Position annotation material
***
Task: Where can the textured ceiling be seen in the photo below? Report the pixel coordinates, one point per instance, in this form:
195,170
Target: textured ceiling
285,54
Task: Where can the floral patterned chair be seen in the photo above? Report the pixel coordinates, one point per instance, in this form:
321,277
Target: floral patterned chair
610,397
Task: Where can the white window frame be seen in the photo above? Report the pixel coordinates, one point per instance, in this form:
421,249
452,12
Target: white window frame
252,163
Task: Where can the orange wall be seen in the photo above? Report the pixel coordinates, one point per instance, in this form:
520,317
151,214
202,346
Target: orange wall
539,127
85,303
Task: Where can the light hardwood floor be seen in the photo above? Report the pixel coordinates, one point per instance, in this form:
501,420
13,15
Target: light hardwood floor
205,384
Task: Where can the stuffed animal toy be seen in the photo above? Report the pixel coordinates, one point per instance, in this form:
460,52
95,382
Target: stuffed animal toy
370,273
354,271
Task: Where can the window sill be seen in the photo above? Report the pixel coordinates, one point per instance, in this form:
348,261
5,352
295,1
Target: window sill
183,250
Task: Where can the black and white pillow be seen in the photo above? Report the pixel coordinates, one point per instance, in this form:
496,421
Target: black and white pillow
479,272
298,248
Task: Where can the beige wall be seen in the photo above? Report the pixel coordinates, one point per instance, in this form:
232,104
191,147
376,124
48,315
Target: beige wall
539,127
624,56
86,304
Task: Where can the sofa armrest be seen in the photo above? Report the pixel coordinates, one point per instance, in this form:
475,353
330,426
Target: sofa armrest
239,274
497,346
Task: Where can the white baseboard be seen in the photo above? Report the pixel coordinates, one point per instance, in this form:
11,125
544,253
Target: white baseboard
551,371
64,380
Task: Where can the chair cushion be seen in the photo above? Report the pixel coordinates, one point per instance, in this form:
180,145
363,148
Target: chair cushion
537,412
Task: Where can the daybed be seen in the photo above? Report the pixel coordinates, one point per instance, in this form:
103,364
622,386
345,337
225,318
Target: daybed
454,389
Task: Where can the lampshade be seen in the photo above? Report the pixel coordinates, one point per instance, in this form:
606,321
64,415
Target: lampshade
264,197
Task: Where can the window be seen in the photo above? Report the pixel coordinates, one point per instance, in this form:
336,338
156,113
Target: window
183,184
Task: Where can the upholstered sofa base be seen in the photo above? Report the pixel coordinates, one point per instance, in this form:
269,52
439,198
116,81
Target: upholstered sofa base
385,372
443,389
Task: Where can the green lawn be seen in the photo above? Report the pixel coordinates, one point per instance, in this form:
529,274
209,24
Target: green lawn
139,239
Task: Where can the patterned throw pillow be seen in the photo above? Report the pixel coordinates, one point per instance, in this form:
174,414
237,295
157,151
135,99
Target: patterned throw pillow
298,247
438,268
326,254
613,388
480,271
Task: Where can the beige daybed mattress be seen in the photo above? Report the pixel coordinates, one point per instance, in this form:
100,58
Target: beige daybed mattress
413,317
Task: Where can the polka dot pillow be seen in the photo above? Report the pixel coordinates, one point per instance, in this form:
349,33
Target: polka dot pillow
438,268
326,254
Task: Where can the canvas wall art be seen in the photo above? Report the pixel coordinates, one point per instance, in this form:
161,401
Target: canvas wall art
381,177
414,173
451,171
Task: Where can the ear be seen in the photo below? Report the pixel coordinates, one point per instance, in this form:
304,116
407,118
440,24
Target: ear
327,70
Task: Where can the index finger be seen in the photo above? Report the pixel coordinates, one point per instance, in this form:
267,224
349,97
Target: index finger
***
§ **REQUIREMENTS**:
Copy out every line of the material between the line holding "Task: Where can the polka" and the end of the material, inclusive, requests and all. Multiply each coordinate in the answers by 1.75 and round it to a whole number, with halves rounding up.

§ **RESPONSE**:
Task: Where can the polka dot pillow be seen in the photo above? Report the pixel coordinates, one point per instance, in this form:
349,33
Target: polka dot pillow
767,469
571,445
Task: Where can the canvas wall art be seen in the photo above? Report the pixel coordinates, one point per instance, in this form:
161,401
Target: canvas wall art
667,310
725,303
789,299
Task: Where can the ear be seen in the photo below? Report the pixel coordinates, one point per instance, in this form:
304,116
407,118
440,24
Target: ear
572,123
Task: Where can the index finger be seen in the photo above? Report the pixel coordinates, one point per instance, in this form:
267,224
349,97
Target: index finger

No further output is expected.